**Your tasks:**
A. Name every place in the dog-attack article that is called by its proper name.
B. Using the dog-attack article, answer each question on its own line:
(i) How old is Joelle?
(ii) Where on her body was Joelle bitten?
(iii) Who saw Joelle at the gate and called 911?
C. Carry the dog-attack article on from its final sentence.

A North Delta girl is recovering at home after a dog attack left her in the hospital Tuesday afternoon.
Joelle, 9, was walking home on Delwood Drive from Brooke Elementary after school on Sept. 18 when a dog, described as a pit bull and mastiff cross, attacked her, biting her behind her left knee.
Candice, Joelle’s mother, said two men, who presumably owned the dog, pulled the animal off her daughter. (Candice requested her family’s last name not be printed, citing safety concerns.)
“If they weren’t there it could have been a hell of a lot worse,” Candice said. “Thankfully it was just her leg, if you want to look at it that way.”
But the two men left with the dog, Candice said, leaving her daughter where she was. A short time later, one of the men came back and helped Joelle walk to her house a block away. Candice said he left her at the gate, where Joelle’s grandmother saw her and called 911.
“Thankfully he did have a bit of a conscience and took her, because I don’t know if she would have made it home on her own,” Candice said. “She could have bled to death.”
Joelle was already on her way to BC Children’s Hospital when Candice, who was still at work, heard about the incident.
“I left right away, obviously, rushed to Children’s,” Candice said. “It was a long night.”

**Extracted information:**
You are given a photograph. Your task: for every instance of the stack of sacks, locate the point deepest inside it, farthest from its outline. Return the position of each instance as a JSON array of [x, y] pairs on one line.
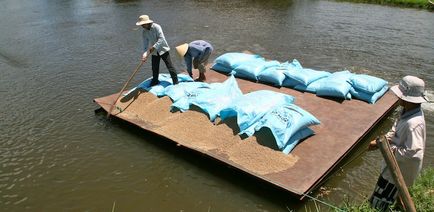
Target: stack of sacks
[[288, 123], [165, 80], [210, 99], [336, 85], [227, 62], [251, 107], [300, 78], [367, 88], [251, 69], [275, 75]]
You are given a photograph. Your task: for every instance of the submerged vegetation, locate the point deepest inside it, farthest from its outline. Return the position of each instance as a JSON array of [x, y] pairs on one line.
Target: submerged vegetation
[[426, 4], [422, 193]]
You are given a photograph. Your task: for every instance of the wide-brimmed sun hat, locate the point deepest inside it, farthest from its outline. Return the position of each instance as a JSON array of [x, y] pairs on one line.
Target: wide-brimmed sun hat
[[410, 89], [182, 49], [144, 19]]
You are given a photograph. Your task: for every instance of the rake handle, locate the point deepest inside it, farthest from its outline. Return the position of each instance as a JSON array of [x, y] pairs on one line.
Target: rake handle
[[123, 88]]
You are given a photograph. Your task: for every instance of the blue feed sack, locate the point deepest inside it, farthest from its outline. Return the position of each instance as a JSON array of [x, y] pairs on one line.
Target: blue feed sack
[[369, 97], [222, 68], [273, 75], [284, 121], [311, 88], [367, 83], [336, 85], [252, 68], [290, 83], [234, 59], [165, 80], [176, 92], [296, 138], [291, 65], [249, 108], [305, 76], [214, 99]]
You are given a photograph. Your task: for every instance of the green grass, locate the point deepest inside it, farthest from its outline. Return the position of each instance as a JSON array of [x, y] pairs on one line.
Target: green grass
[[422, 193], [404, 3]]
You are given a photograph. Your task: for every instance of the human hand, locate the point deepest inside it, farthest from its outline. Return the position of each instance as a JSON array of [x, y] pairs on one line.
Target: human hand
[[145, 56]]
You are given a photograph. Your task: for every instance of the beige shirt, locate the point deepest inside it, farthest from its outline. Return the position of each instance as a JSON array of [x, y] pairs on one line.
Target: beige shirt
[[407, 137], [155, 37]]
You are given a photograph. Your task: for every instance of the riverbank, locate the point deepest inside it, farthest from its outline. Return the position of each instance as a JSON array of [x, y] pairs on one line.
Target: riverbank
[[423, 4]]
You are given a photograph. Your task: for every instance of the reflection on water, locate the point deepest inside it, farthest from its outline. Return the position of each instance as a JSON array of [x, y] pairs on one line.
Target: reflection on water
[[55, 57]]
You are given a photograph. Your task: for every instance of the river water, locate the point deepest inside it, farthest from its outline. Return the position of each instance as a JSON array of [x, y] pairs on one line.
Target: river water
[[57, 56]]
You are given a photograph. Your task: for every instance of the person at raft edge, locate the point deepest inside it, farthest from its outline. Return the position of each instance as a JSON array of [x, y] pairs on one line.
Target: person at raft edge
[[155, 43], [407, 138], [196, 53]]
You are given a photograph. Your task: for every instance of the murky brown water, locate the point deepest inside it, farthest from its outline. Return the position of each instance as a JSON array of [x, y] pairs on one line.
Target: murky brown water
[[57, 56]]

**Answers by item:**
A. North Delta, Delwood Drive, Brooke Elementary, BC Children's Hospital

B.
(i) 9
(ii) Behind her left knee
(iii) Joelle's grandmother

C.
“It was very scary and I couldn’t look at it,” she continued. “I couldn’t even look at the wound. Everybody just kept mouthing to me that it was really bad. Yeah, it was awful.”
Joelle went in for surgery that night. Doctors stitched her leg back together — the attack had torn away part of her calf — and used a skin graft to replace some of the tissue behind her knee.
She was able to return home late Tuesday night and is now recuperating. She’s on antibiotics, as well as some pain medication to keep her comfortable until she goes back to the hospital for a check-up.
She’s expected to have full use of her leg, although Candice said it “probably won’t be exactly the same.”
“She’s just getting used to having to sit around for a bit here,” Candice said. “She’s a busy girl; she plays hockey, she plays soccer.
“It’s going to wear on her mentally a little bit, but we’re just doing our best to keep just her happy right now.”
On Monday night, Joelle had found out she made the Atom AA team in the North Delta Minor Hockey League. Her leg injury means she will be missing the start of the hockey season.
But Joelle is a trooper, her mother said.
“She’s a real tough cookie,” she said. “She’s going to have some real rough moments but I don’t think she’s going to let this get her down. She’s already concerned about when she can get back to hockey and get back to school.”
According to City of Delta manager of property use and compliance Hugh Davies, bylaw enforcement and Delta police officers were called out to North Delta after the incident.
“The first thing there was to look after the little girl,” Davies said.
After that was taken care of, police and bylaw officers canvassed the neighbourhood for witnesses to the incident.
They found that the dog was known to bylaw officers as it had attacked a woman once before. At that time, back in 2016, the dog was out for a walk when it bit a woman on the thigh.
“The injury there was mostly bruising at that time,” Davies explained. “So after an investigation, the dog was deemed to be aggressive and didn’t meet the definition of what a dangerous dog is under the community charter, which is serious injury to a person.”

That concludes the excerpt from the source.